→ GIVEN PROBLEM
The records below must be copied in full; omit the images.

→ DATA SUPPLIED
▬▬▬▬▬▬▬▬▬▬
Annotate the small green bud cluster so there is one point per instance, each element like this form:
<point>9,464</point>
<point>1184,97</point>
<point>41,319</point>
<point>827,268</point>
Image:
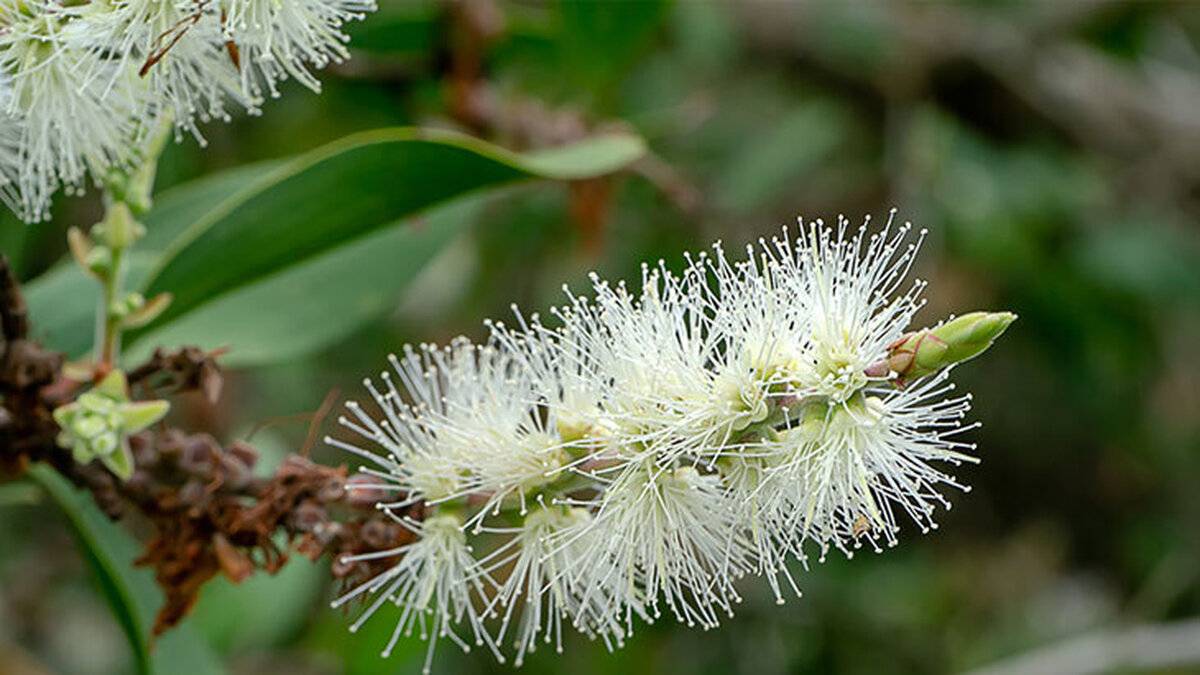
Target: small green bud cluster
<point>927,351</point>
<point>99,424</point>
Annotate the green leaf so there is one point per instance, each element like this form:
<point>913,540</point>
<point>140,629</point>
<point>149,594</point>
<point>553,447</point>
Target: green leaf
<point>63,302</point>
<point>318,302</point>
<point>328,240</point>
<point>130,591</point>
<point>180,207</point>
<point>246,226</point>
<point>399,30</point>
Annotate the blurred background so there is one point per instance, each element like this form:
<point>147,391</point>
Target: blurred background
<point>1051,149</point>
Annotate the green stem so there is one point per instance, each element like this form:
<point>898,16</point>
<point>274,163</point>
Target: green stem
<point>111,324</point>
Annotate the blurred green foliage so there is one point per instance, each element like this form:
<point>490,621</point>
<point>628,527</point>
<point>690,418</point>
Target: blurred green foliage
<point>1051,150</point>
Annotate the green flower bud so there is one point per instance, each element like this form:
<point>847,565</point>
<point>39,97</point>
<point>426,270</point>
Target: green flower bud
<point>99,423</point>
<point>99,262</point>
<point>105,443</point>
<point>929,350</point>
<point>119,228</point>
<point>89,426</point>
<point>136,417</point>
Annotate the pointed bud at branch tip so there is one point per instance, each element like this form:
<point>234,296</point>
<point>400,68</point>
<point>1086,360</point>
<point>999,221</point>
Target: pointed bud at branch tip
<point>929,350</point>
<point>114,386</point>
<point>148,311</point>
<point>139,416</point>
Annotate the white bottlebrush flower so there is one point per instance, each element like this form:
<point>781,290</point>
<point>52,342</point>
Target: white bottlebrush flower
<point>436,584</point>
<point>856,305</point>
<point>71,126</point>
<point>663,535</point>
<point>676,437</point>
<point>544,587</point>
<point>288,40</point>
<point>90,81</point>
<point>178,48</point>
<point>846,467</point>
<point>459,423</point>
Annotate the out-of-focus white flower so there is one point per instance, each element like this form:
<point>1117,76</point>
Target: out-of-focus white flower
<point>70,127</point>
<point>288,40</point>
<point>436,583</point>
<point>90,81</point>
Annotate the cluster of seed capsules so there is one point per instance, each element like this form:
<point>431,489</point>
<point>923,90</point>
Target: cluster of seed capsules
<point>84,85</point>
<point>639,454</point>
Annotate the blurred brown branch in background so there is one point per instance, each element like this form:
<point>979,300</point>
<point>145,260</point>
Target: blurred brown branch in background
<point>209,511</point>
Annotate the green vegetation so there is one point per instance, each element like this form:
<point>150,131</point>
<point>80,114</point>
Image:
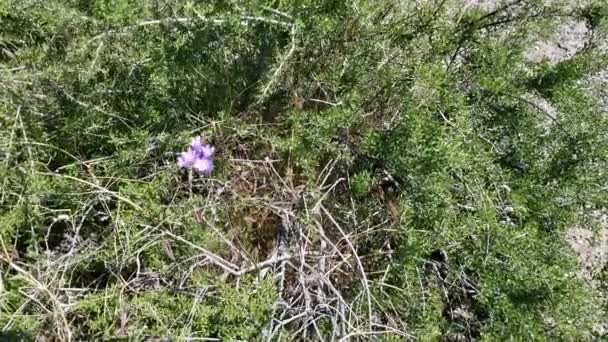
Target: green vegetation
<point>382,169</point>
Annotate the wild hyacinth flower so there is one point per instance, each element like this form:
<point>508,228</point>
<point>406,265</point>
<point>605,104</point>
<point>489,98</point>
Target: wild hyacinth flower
▬▬▬▬▬▬▬▬▬▬
→ RESULT
Annotate the small green bud cluster so there is one point per instance, each element like this form:
<point>9,464</point>
<point>1184,97</point>
<point>41,319</point>
<point>827,268</point>
Image:
Target: small green bud cluster
<point>927,351</point>
<point>99,424</point>
Annotate the green leaf so there is one point per instance, each element like this form:
<point>913,540</point>
<point>140,629</point>
<point>149,594</point>
<point>553,447</point>
Target: green leaf
<point>63,302</point>
<point>318,302</point>
<point>328,240</point>
<point>130,591</point>
<point>180,207</point>
<point>246,226</point>
<point>399,30</point>
Annotate the blurred background so there is one point per instance, each element like this form:
<point>147,391</point>
Target: blurred background
<point>1051,149</point>
Annotate the green stem so there is one point per instance, each element like this form:
<point>898,16</point>
<point>274,163</point>
Target: green stem
<point>111,324</point>
Annotate the blurred green foliage so there is one point per instance, each element like this form:
<point>490,621</point>
<point>628,527</point>
<point>690,418</point>
Target: blurred green foliage
<point>1051,150</point>
Annotate the green flower bud so there is one point per instance, each element like this form:
<point>847,565</point>
<point>39,97</point>
<point>426,270</point>
Target: green flower bud
<point>99,423</point>
<point>99,262</point>
<point>105,443</point>
<point>929,350</point>
<point>119,228</point>
<point>89,426</point>
<point>136,417</point>
Annotate the pointed bud at branch tip so there is one point per instance, each element like this form:
<point>234,296</point>
<point>400,68</point>
<point>1086,360</point>
<point>999,221</point>
Target: pointed bud at branch tip
<point>929,350</point>
<point>114,386</point>
<point>148,311</point>
<point>139,416</point>
Annotate the white bottlebrush flower so there is one point per instance, each element like this form:
<point>781,290</point>
<point>52,342</point>
Target: white bottlebrush flower
<point>436,584</point>
<point>856,305</point>
<point>71,126</point>
<point>663,535</point>
<point>676,437</point>
<point>544,587</point>
<point>288,40</point>
<point>90,81</point>
<point>178,48</point>
<point>846,467</point>
<point>459,423</point>
Annotate the out-of-focus white flower so there is one point per instance, each element like this form:
<point>1117,76</point>
Target: out-of-focus white flower
<point>70,127</point>
<point>288,40</point>
<point>436,583</point>
<point>90,81</point>
Annotate the cluster of seed capsules so there is one point per instance, each element like this form:
<point>431,489</point>
<point>923,90</point>
Target: cluster of seed capsules
<point>84,85</point>
<point>639,454</point>
Annotate the blurred brown branch in background so there is one point per instance, each element like this form:
<point>979,300</point>
<point>145,260</point>
Target: blurred brown branch in background
<point>209,511</point>
Annotate the green vegetation so there is one point per instance, each element like this form:
<point>150,131</point>
<point>80,114</point>
Image:
Target: green vegetation
<point>382,169</point>
Annotate the wild hyacinth flower so there is one point per instance, each element like this form:
<point>508,228</point>
<point>406,265</point>
<point>605,104</point>
<point>489,98</point>
Target: wild hyacinth flower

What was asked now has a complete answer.